§ WRITTEN TASK: In the text on the Lyman series, reproduce word for word the span starting with "except that a" and going on through "state are allowed.".

Therefore, the ground electronic state, for which $l=0$ and $j=1/2$, is designated by $1s\ ^2S_{1/2}$.

Let’s look at the Lyman series, which is the series of lines that arise from transitions from states with $n\ge2$ to the $n=1$ state. We can use the Rydberg formula to calculate the frequencies of the lines in the Lyman series:

$$
\tilde \nu =109,677.58 \left(1-\frac 1{n^2} \right)cm^{-1} \quad n=2,3,\cdots
$$

Not all these states can make a transition to the ground state because of selection rules. Recall that selection rules are restrictions that govern the possible, or allowed, transitions from one state to another. In the case of atomic spectra, the selection rules are:

$$
\Delta L =\pm1 \ \Delta S=0 \ \Delta J=0,\pm1
$$

except that a transition from a state with $J=0$ to another state with $J=0$ is not allowed (forbidden). Thus, if we look closely at the Lyman series of atomic hydrogen, we see that the allowed transitions into the ground state are:

$$
np\ ^2P_{1/2} \rightarrow 1s\ ^2S_{1/2}
$$

or

$$
np\ ^2P_{3/2} \rightarrow 1s\ ^2S_{1/2}
$$

No other transitions into the $1s\ ^2S_{1/2}$ ground state are allowed.

§ RECORDED INFORMATION:
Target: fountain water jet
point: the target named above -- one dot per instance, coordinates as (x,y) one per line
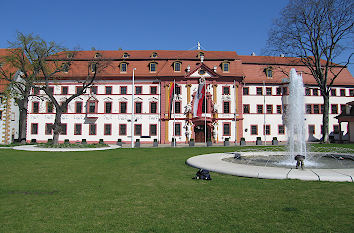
(295,119)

§ SOLUTION:
except that a transition from a state with $J=0$ to another state with $J=0$ is not allowed (forbidden). Thus, if we look closely at the Lyman series of atomic hydrogen, we see that the allowed transitions into the ground state are:

$$
np\ ^2P_{1/2} \rightarrow 1s\ ^2S_{1/2}
$$

or

$$
np\ ^2P_{3/2} \rightarrow 1s\ ^2S_{1/2}
$$

No other transitions into the $1s\ ^2S_{1/2}$ ground state are allowed.